» STATED GOAL: Collect every line in the records below that contains the string "trace", matching case exactly.

######

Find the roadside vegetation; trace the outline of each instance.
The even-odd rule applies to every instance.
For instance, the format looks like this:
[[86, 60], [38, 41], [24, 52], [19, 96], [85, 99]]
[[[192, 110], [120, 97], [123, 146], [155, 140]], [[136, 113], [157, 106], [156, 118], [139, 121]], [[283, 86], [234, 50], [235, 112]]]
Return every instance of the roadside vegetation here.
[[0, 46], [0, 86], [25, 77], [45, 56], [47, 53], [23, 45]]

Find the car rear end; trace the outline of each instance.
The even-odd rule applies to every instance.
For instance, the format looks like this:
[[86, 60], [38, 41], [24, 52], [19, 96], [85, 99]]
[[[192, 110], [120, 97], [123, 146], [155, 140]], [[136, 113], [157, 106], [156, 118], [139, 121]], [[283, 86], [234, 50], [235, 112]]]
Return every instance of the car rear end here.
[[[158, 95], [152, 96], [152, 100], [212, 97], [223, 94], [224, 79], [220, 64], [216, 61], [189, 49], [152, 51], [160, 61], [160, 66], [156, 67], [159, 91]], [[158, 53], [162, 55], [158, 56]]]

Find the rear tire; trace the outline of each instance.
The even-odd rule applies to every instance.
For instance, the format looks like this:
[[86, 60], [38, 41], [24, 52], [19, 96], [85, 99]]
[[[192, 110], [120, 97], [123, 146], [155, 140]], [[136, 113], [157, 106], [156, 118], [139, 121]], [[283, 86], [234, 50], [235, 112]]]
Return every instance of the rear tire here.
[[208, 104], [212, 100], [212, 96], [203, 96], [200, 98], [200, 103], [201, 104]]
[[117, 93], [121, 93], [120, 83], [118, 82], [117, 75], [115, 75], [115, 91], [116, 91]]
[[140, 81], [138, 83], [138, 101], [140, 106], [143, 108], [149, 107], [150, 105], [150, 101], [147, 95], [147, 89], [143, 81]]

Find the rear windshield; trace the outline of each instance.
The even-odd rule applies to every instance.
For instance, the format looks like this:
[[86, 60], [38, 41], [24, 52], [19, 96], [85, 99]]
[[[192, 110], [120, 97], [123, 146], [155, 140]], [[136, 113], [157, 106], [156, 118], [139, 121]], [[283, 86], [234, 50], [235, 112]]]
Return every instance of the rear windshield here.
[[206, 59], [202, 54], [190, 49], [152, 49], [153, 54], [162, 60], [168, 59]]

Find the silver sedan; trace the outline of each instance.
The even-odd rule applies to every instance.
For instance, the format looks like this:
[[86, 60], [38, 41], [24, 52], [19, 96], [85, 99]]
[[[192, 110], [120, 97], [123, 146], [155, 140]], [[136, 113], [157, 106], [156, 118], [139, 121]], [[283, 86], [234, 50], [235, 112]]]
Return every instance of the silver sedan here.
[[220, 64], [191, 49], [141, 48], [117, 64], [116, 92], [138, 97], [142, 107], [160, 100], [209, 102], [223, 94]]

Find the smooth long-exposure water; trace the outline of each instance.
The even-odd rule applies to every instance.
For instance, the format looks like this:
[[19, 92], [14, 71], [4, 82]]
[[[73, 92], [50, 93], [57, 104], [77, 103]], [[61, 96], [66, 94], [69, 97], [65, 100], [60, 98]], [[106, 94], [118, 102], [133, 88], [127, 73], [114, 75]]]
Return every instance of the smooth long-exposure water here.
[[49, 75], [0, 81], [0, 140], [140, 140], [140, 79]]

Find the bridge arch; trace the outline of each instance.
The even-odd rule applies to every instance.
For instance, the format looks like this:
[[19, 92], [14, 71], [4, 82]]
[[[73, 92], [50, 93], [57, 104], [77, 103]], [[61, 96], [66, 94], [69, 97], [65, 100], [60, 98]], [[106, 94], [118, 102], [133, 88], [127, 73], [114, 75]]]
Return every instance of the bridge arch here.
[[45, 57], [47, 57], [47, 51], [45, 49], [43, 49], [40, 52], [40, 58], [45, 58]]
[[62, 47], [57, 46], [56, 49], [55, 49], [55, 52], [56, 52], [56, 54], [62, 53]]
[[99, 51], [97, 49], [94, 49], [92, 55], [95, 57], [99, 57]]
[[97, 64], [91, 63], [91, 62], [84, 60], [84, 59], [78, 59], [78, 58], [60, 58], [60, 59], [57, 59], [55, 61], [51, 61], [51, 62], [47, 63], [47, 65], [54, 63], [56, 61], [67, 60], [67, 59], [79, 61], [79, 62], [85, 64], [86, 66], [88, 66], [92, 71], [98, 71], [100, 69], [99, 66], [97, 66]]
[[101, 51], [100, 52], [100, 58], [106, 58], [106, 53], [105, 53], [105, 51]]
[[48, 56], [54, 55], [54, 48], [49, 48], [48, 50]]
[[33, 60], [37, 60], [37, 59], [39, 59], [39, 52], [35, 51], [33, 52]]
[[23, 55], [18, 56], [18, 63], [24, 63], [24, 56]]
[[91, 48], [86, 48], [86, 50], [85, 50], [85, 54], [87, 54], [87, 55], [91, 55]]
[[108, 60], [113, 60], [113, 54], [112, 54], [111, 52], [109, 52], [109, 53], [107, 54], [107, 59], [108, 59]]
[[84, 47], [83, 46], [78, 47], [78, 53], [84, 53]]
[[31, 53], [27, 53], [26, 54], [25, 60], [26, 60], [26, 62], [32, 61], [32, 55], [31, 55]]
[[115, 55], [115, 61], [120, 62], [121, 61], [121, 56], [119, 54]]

######

» RESULT OF THE EXERCISE:
Find the roadside vegetation; trace the outline of each instance.
Find the car rear end; trace the outline of each instance.
Find the rear tire; trace the outline of each instance.
Find the rear windshield; trace the outline of each instance.
Find the silver sedan; trace the outline of each instance.
Find the smooth long-exposure water; trace the outline of each instance.
Find the bridge arch; trace the outline of each instance.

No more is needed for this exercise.